### Exercise prompt
Transcribe the stretch of entries below from the line with "148L198 150L204 147L206" through the line with "positive clicks: (5, 96) (0, 91)", exactly and with both ends included; leave out all other lines.

Collected data:
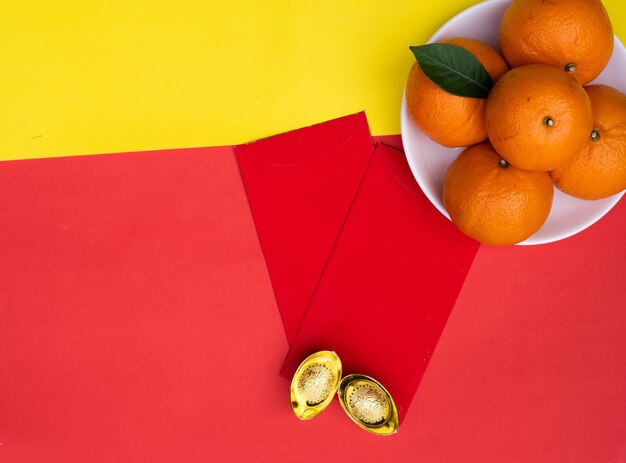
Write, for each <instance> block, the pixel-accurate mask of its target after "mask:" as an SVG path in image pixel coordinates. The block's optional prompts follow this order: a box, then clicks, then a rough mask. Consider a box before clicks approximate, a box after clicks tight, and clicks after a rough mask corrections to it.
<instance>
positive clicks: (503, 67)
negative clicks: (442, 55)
mask: <svg viewBox="0 0 626 463" xmlns="http://www.w3.org/2000/svg"><path fill="white" fill-rule="evenodd" d="M441 43H448V44H451V45H457V46H459V47H462V48H465V49H466V50H468V51H469V52H470V53H472V54H473V55H474V56H475V57H476V58H477V59H478V60H479V61H480V62H481V63H482V65H483V66H484V67H485V69H486V70H487V72H488V73H489V75H490V76H491V78H492V80H494V81H495V80H497V79H498V78H499V77H500V76H501V75H502V74H504V73H505V72H506V71H507V70H508V67H507V65H506V63H505V62H504V60H503V59H502V57H501V56H500V55H499V54H498V52H497V51H495V50H494V49H493V48H491V47H490V46H489V45H487V44H486V43H483V42H479V41H478V40H473V39H464V38H454V39H450V40H445V41H443V42H441ZM406 106H407V110H408V112H409V114H410V115H411V118H412V119H413V121H414V122H415V124H416V125H417V126H418V127H419V129H420V130H421V131H422V132H424V133H425V134H426V135H427V136H428V137H429V138H431V139H432V140H434V141H436V142H437V143H439V144H440V145H443V146H447V147H457V146H469V145H473V144H475V143H478V142H481V141H485V140H486V139H487V126H486V124H485V100H484V99H479V98H468V97H461V96H456V95H452V94H451V93H448V92H446V91H445V90H443V89H442V88H440V87H439V86H437V84H435V83H434V82H433V81H432V80H430V79H429V78H428V77H427V76H426V74H424V72H423V71H422V70H421V68H420V67H419V64H418V63H417V62H416V63H415V64H413V67H412V68H411V72H410V73H409V78H408V80H407V84H406Z"/></svg>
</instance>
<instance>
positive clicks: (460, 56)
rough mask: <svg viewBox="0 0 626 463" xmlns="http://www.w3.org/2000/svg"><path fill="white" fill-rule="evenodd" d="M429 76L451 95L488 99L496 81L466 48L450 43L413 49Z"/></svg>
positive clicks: (438, 84)
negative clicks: (494, 80)
mask: <svg viewBox="0 0 626 463" xmlns="http://www.w3.org/2000/svg"><path fill="white" fill-rule="evenodd" d="M409 48H410V49H411V51H412V52H413V54H414V55H415V59H416V60H417V62H418V63H419V65H420V68H422V71H424V74H426V75H427V76H428V78H429V79H430V80H432V81H433V82H434V83H435V84H437V85H438V86H439V87H441V88H442V89H444V90H445V91H446V92H448V93H452V94H453V95H458V96H466V97H470V98H487V96H488V95H489V90H491V87H493V80H491V77H490V76H489V73H488V72H487V70H486V69H485V67H484V66H483V65H482V64H481V62H480V61H478V59H477V58H476V57H475V56H474V55H472V54H471V53H470V52H469V51H467V50H466V49H465V48H461V47H458V46H456V45H450V44H447V43H431V44H428V45H420V46H418V47H409Z"/></svg>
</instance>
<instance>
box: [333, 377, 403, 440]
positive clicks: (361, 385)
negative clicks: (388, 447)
mask: <svg viewBox="0 0 626 463" xmlns="http://www.w3.org/2000/svg"><path fill="white" fill-rule="evenodd" d="M338 394H339V402H340V403H341V407H342V408H343V409H344V410H345V412H346V413H347V414H348V416H349V417H350V418H351V419H352V421H354V422H355V423H356V424H358V425H359V426H360V427H362V428H363V429H365V430H366V431H369V432H372V433H374V434H378V435H380V436H388V435H389V434H394V433H395V432H396V431H397V430H398V423H399V420H398V409H397V408H396V404H395V402H394V401H393V399H392V397H391V394H389V392H387V389H385V388H384V387H383V385H382V384H380V383H379V382H378V381H376V380H375V379H374V378H371V377H369V376H365V375H348V376H346V377H345V378H343V379H342V380H341V384H339V392H338Z"/></svg>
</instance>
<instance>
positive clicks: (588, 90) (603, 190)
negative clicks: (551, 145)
mask: <svg viewBox="0 0 626 463" xmlns="http://www.w3.org/2000/svg"><path fill="white" fill-rule="evenodd" d="M585 90H586V91H587V94H588V95H589V99H590V100H591V108H592V111H593V131H592V132H591V136H590V137H589V138H588V141H587V144H586V146H585V147H584V149H583V150H582V151H581V152H580V153H578V154H576V155H575V156H574V157H573V158H572V159H570V160H569V161H568V162H567V163H566V164H565V165H563V166H561V167H560V168H559V169H556V170H553V171H552V172H550V176H551V177H552V180H553V181H554V184H555V185H556V187H557V188H558V189H560V190H562V191H563V192H565V193H567V194H569V195H572V196H575V197H577V198H582V199H601V198H606V197H608V196H612V195H614V194H616V193H619V192H620V191H622V190H624V189H626V95H624V94H623V93H620V92H619V91H617V90H615V89H614V88H611V87H608V86H606V85H591V86H589V87H587V88H586V89H585Z"/></svg>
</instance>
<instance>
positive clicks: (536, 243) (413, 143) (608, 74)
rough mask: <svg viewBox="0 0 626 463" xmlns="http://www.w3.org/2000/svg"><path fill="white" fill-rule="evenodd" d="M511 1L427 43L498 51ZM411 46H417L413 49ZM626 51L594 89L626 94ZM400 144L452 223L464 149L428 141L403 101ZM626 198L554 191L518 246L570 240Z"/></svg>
mask: <svg viewBox="0 0 626 463" xmlns="http://www.w3.org/2000/svg"><path fill="white" fill-rule="evenodd" d="M510 3H511V0H490V1H486V2H483V3H479V4H478V5H474V6H473V7H471V8H468V9H467V10H465V11H463V12H461V13H460V14H458V15H457V16H455V17H454V18H452V19H451V20H450V21H448V22H447V23H446V24H444V25H443V26H442V27H441V29H439V30H438V31H437V33H436V34H435V35H433V36H432V37H431V38H430V40H429V43H431V42H438V41H440V40H445V39H451V38H453V37H468V38H473V39H477V40H482V41H483V42H486V43H488V44H490V45H491V46H493V47H494V48H496V49H498V48H497V47H498V31H499V29H500V21H501V19H502V16H503V15H504V12H505V10H506V8H507V7H508V6H509V4H510ZM411 45H413V44H411ZM624 75H626V49H624V46H623V45H622V43H621V42H620V41H619V39H618V38H617V37H615V49H614V51H613V56H612V57H611V61H610V62H609V64H608V66H607V67H606V69H605V70H604V71H603V72H602V74H600V76H598V78H597V79H596V80H594V81H593V82H592V83H594V84H596V83H598V84H606V85H610V86H612V87H615V88H617V89H618V90H620V91H621V92H624V93H626V79H624V77H623V76H624ZM400 119H401V121H400V124H401V131H402V142H403V144H404V150H405V152H406V157H407V160H408V162H409V165H410V166H411V170H412V171H413V175H414V176H415V179H416V180H417V183H419V185H420V187H421V188H422V190H423V191H424V193H425V194H426V196H427V197H428V199H429V200H430V202H432V203H433V204H434V206H435V207H436V208H437V209H439V211H440V212H441V213H442V214H443V215H445V216H446V217H448V219H449V218H450V216H449V215H448V213H447V212H446V210H445V209H444V207H443V200H442V191H443V178H444V175H445V173H446V170H447V168H448V166H449V165H450V163H451V162H452V161H453V160H454V159H455V158H456V156H457V155H458V154H459V153H460V152H461V151H462V150H463V148H445V147H443V146H441V145H439V144H437V143H435V142H434V141H432V140H430V139H429V138H428V137H427V136H426V135H424V134H423V133H422V132H421V131H420V130H419V129H418V128H417V127H416V126H415V124H414V123H413V121H412V120H411V117H410V116H409V114H408V112H407V109H406V102H405V98H404V97H403V98H402V109H401V113H400ZM623 194H624V192H622V193H619V194H617V195H615V196H611V197H610V198H606V199H601V200H597V201H585V200H582V199H576V198H573V197H571V196H568V195H566V194H564V193H562V192H561V191H559V190H557V189H556V188H555V190H554V202H553V204H552V211H551V212H550V215H549V216H548V219H547V220H546V223H545V224H544V225H543V227H541V229H540V230H539V231H537V232H536V233H535V234H534V235H532V236H531V237H530V238H528V239H527V240H526V241H523V242H521V243H519V244H524V245H529V244H544V243H551V242H553V241H557V240H560V239H563V238H567V237H568V236H572V235H574V234H576V233H578V232H580V231H582V230H584V229H585V228H587V227H589V226H590V225H592V224H593V223H595V222H596V221H598V220H599V219H600V218H601V217H602V216H603V215H604V214H606V213H607V212H608V211H609V210H611V208H612V207H613V206H615V204H617V202H618V201H619V200H620V198H621V197H622V196H623Z"/></svg>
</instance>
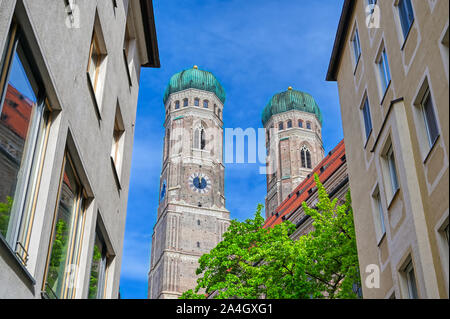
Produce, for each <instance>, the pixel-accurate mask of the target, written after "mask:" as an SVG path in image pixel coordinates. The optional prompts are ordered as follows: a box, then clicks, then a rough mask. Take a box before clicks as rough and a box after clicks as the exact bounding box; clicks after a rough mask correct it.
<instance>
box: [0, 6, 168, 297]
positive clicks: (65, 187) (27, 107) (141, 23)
mask: <svg viewBox="0 0 450 319" xmlns="http://www.w3.org/2000/svg"><path fill="white" fill-rule="evenodd" d="M0 54H1V56H0V59H1V60H0V61H1V64H0V72H1V73H0V94H1V95H0V98H1V104H0V298H58V299H64V298H117V297H118V296H119V279H120V266H121V261H122V247H123V237H124V231H125V218H126V209H127V198H128V189H129V178H130V168H131V154H132V147H133V137H134V125H135V118H136V108H137V100H138V91H139V80H140V71H141V67H159V57H158V47H157V41H156V30H155V24H154V16H153V5H152V1H151V0H141V1H140V0H128V1H127V0H117V1H106V0H99V1H92V0H77V1H73V0H70V1H69V0H67V1H48V0H8V1H4V0H0Z"/></svg>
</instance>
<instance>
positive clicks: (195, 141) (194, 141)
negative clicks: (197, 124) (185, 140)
mask: <svg viewBox="0 0 450 319" xmlns="http://www.w3.org/2000/svg"><path fill="white" fill-rule="evenodd" d="M194 148H195V149H199V148H200V129H198V128H197V129H195V131H194Z"/></svg>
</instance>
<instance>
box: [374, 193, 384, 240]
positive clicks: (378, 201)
mask: <svg viewBox="0 0 450 319" xmlns="http://www.w3.org/2000/svg"><path fill="white" fill-rule="evenodd" d="M372 203H373V218H374V221H375V234H376V236H377V244H378V245H379V244H380V242H381V240H382V239H383V238H384V236H385V235H386V223H385V218H384V209H383V201H382V200H381V191H380V187H379V186H378V185H377V186H376V187H375V190H374V191H373V192H372Z"/></svg>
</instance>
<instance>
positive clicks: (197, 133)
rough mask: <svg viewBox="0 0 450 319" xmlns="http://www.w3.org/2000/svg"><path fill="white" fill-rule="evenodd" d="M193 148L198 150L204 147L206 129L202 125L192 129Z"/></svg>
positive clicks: (202, 148)
mask: <svg viewBox="0 0 450 319" xmlns="http://www.w3.org/2000/svg"><path fill="white" fill-rule="evenodd" d="M194 148H195V149H200V150H205V149H206V131H205V129H204V128H203V127H200V128H197V129H195V131H194Z"/></svg>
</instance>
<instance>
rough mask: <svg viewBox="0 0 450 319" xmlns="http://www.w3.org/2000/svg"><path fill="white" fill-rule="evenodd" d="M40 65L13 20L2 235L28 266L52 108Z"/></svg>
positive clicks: (5, 96) (0, 91)
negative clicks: (31, 54)
mask: <svg viewBox="0 0 450 319" xmlns="http://www.w3.org/2000/svg"><path fill="white" fill-rule="evenodd" d="M36 69H37V66H36V64H35V63H34V60H33V57H32V56H31V51H30V50H29V48H28V44H27V43H26V41H25V39H24V36H23V33H22V31H21V29H20V27H19V26H18V25H17V24H15V23H14V22H13V24H12V26H11V29H10V32H9V35H8V37H7V39H6V45H5V51H4V53H3V54H2V60H1V65H0V102H1V103H0V236H2V237H3V238H4V239H5V240H6V242H7V243H8V244H9V246H10V248H11V249H12V250H13V251H15V252H16V254H17V256H18V257H19V258H20V259H21V261H22V263H23V264H24V265H26V263H27V259H28V253H27V250H28V246H29V243H30V235H31V229H32V226H33V216H34V210H35V203H36V200H37V194H38V191H39V181H40V176H41V172H42V164H43V158H44V154H45V150H46V141H47V137H48V133H49V127H50V112H51V109H50V106H49V103H48V101H47V99H46V97H45V89H44V88H43V87H42V86H41V83H42V82H41V80H40V77H39V74H36V73H35V72H33V70H36Z"/></svg>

### Task answer
rough mask: <svg viewBox="0 0 450 319" xmlns="http://www.w3.org/2000/svg"><path fill="white" fill-rule="evenodd" d="M193 148L198 150L204 147L206 129L202 125L192 129Z"/></svg>
positive clicks: (202, 148)
mask: <svg viewBox="0 0 450 319" xmlns="http://www.w3.org/2000/svg"><path fill="white" fill-rule="evenodd" d="M194 148H195V149H200V150H205V149H206V131H205V129H204V128H203V127H200V128H197V129H195V131H194Z"/></svg>
</instance>
<instance>
rough mask: <svg viewBox="0 0 450 319" xmlns="http://www.w3.org/2000/svg"><path fill="white" fill-rule="evenodd" d="M40 65L13 20L2 235L28 266L52 108Z"/></svg>
positive clicks: (5, 96) (0, 91)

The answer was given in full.